• **課題一覧**
**1)** 震災と原発をめぐる文章で、被災地からかかってくる電話のうち福島県からのものは何割とされているか。
**2)** 震災と原発をめぐる文章を、最後の文のあとから続けよ。

ジャーナリストやボランティアの人々が被災地の様子を刻一刻と送る。

「避難所ではこんな有様です」
「可哀相、嗚呼!可哀相」
「日本は一つとなってこの状況を打開しましょう!」

だが『派遣村』にしても貧困問題にしても、そう言う声は全く聴こえなかった。聴こえてくる言葉は「ナマケモノ」だった。


『脱原発』と叫ぶ人は多い。ミュージシャンも映画監督も役者も政治家も運動家も何処にも属さない人も。

放射能は誰彼構わず振る。

同じように経済の波は誰彼構わず振る。

『福島第一原子力発電所』で今、収拾に当っている人々は『あいりん地区』からの求人で来た人々が多い。ホームレスのオッサンや金がない奴だ。
昨年までは連中に「死ね」と存在を否定していた人々が今では

「頑張ってください!」

と涙目になって言っている。



私は原発に対してはアンチですよ。震災に関しても同情を禁じえない。普通の感覚だと思う。

だが、その前後を考えると今の風潮が不気味で仕方がない。

不気味、と言うより『違和感』とか『居心地の悪さ』を感じる。


俺だけか?




仕事の話になるのだが1日一件程度、被災地から電話が来る。10割が『福島県』である。地デジへの移行は被災地だと3ヶ月ほど延びたのだが福島県の人達は今すぐに地デジにしたいらしい。「らしい」と言うか電話を受けていて、そう言う印象を受ける。

データのまとまり
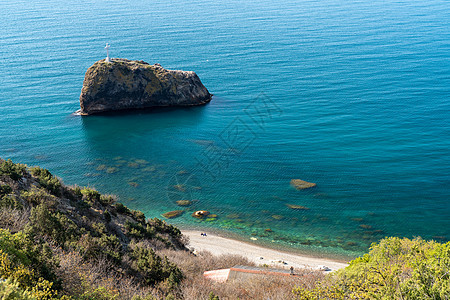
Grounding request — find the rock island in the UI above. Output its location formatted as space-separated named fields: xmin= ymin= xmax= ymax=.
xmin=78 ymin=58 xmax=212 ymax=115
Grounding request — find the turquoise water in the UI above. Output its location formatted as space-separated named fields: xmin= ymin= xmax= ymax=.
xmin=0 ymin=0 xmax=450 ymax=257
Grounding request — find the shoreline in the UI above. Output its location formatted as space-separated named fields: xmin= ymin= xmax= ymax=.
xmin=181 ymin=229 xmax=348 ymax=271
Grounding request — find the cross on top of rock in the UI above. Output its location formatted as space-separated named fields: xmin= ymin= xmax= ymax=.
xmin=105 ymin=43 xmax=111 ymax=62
==
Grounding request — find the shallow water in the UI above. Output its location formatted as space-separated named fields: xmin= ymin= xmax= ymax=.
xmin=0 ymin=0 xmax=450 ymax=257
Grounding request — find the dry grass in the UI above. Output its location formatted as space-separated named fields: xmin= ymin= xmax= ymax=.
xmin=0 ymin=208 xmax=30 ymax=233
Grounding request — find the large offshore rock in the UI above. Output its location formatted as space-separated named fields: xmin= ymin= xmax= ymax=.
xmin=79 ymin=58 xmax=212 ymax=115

• **課題別の解答**
**1)** 10割である。

**2)**
原発から30kmジャストの町の人から電話が来た。

「農業をやってんだが仕事が出来なくなっちまってよぉ。で、孫が帰って来るんだが屋内退避だからTVしかねぇしよ。ところが震災で共用アンテナがズレちまってな。だから地デジにしたらTVが映るんだろ?」

とか。または南相馬市の人が

「屋内避難となったので地デジチューナーを付けてくれ」

とか。


「地デジの前に逃げろよ!孫?孫が可愛けりゃ他県へ逃がせよ!」

と思うのだが、何と言うか福島県の『グランド・ゼロ』地区の人々は「うちは被災していない!放射能なんて言うな!」と言うか。震災は別としても放射能に関しては一切、考えないようにしている・・・。この地区は30キロ以上だから問題はない。だから普通の他県と同じようにして欲しい。

そう言うニュアンスである。



被災地の復興が在る程度収まって。

また雇用問題などが出たとする。被災地にボランティアに行った人、炊き出しに行った人、炊き出しに並んだ人、避難所で過ごした人。津波で家族を失った人。


震災後も震災以降もそれらに対しては同じ事を言うだろうか。違う言葉を向けるだろうか。


私はデモに参加しているんだけども、どうしても斜に見てしまう。盛り上がっているし、其れは結構なんだけども、何だかねぇ、って気になる。



『2ちゃんねる』に書かれていた言葉で印象的だったのは

「日本人が騒ぐ時は「食い物」の時だけだ!」

とあった。放射能でメシが食えない、と言う事で規模が大きくなった、と言う見方も出来る。



俺が斜に見すぎか?俺だけか?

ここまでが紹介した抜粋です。